Swap "black loudspeaker" for "gray loudspeaker" in the stretch from the start of the items below through the line containing "<point>1226,489</point>". Write out only that stretch, changing nothing else.
## START DATA RECORDS
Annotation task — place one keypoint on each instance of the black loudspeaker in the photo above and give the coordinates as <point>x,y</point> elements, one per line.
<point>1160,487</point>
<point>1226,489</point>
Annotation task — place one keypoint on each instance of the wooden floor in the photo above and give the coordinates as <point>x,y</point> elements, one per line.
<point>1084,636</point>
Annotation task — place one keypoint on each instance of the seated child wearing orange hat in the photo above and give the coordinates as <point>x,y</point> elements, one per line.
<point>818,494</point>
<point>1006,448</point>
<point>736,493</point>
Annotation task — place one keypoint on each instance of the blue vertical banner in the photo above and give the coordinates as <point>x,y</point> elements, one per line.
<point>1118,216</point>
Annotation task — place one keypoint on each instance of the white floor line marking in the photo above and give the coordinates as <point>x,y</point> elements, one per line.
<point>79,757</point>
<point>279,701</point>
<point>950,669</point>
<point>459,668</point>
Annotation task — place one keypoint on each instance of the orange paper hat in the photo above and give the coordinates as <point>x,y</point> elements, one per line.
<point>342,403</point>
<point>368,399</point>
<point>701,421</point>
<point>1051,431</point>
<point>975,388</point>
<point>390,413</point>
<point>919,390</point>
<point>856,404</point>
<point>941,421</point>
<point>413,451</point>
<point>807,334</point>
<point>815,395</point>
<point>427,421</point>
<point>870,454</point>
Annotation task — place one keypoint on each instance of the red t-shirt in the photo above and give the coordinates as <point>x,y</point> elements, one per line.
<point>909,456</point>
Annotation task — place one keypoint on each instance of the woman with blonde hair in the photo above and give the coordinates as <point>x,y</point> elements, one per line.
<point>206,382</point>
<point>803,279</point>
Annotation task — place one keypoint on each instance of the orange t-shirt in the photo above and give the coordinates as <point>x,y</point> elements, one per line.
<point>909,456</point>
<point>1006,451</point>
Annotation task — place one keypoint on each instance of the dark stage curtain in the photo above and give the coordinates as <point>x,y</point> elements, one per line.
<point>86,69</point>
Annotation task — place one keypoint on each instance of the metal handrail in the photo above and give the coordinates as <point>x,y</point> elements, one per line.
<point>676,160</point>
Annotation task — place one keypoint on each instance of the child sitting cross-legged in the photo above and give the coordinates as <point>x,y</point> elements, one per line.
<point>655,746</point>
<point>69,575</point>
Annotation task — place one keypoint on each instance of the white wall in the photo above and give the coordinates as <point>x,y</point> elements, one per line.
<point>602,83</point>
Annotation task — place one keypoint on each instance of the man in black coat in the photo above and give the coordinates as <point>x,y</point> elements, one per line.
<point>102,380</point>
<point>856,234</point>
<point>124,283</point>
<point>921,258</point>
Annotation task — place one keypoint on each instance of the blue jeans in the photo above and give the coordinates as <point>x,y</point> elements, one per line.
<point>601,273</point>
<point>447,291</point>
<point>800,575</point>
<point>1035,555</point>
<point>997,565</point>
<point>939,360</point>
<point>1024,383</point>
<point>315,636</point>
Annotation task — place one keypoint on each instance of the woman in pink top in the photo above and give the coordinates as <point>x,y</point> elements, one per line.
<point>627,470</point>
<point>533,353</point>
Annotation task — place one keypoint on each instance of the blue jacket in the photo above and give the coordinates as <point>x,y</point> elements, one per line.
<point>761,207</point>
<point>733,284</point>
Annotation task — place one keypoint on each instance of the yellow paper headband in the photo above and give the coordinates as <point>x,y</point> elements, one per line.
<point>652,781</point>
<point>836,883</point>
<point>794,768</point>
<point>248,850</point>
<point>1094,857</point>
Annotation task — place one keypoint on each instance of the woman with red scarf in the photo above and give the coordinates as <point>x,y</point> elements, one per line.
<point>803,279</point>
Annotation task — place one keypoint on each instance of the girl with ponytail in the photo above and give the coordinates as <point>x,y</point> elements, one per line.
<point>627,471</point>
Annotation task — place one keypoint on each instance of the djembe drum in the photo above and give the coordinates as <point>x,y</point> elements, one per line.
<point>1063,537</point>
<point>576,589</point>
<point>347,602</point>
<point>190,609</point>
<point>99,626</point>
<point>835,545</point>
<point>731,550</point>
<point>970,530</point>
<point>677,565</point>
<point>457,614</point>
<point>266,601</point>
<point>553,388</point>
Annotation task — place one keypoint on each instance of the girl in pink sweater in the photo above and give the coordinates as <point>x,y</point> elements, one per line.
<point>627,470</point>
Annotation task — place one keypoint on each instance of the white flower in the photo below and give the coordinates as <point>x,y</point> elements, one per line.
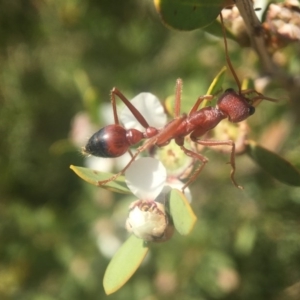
<point>146,178</point>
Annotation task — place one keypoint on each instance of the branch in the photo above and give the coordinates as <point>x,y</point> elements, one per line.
<point>256,34</point>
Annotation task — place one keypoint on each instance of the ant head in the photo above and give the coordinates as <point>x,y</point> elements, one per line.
<point>235,106</point>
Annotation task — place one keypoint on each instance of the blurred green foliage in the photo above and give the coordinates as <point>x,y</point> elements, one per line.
<point>60,57</point>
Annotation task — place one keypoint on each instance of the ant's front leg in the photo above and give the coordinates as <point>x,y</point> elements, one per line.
<point>197,156</point>
<point>232,155</point>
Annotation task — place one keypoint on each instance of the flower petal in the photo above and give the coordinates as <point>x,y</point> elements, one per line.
<point>146,178</point>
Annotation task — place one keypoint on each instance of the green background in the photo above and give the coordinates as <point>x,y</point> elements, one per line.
<point>61,57</point>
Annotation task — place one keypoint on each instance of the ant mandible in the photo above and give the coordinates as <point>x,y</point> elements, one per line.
<point>114,140</point>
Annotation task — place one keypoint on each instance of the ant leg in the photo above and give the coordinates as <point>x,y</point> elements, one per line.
<point>130,106</point>
<point>232,155</point>
<point>197,156</point>
<point>259,95</point>
<point>177,98</point>
<point>199,101</point>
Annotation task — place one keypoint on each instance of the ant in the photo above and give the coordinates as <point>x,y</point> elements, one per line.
<point>114,140</point>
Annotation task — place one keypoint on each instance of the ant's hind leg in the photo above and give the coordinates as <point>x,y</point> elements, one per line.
<point>199,157</point>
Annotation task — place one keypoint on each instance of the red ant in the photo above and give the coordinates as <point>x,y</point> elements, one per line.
<point>114,140</point>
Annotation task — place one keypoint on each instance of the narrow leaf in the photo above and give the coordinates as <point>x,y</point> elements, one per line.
<point>274,164</point>
<point>92,176</point>
<point>188,14</point>
<point>181,212</point>
<point>216,85</point>
<point>124,264</point>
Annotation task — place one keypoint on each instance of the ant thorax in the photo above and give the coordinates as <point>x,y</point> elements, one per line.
<point>235,106</point>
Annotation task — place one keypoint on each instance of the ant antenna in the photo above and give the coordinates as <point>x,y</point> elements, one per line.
<point>227,56</point>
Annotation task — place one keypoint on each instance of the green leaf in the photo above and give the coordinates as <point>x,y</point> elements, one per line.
<point>216,85</point>
<point>188,14</point>
<point>181,212</point>
<point>124,264</point>
<point>274,164</point>
<point>92,176</point>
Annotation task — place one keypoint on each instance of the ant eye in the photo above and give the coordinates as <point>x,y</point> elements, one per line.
<point>251,110</point>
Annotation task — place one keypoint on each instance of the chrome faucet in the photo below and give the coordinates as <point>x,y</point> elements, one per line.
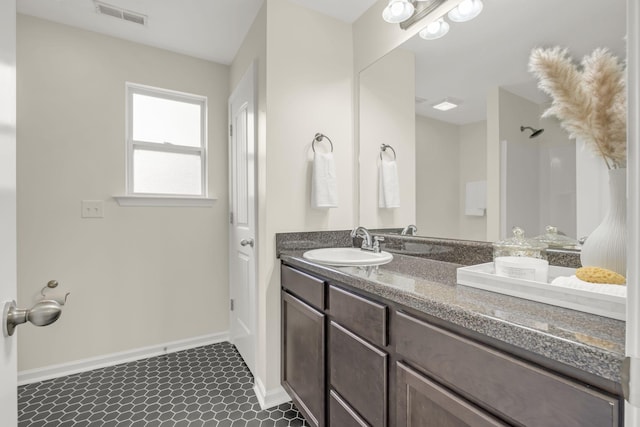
## END DATA RECORDS
ANSWER:
Annotation task — place one keypoint on each instance of the gray loudspeaker in the photo above and give the coordinates as <point>x,y</point> elements, one per line.
<point>1160,487</point>
<point>1226,489</point>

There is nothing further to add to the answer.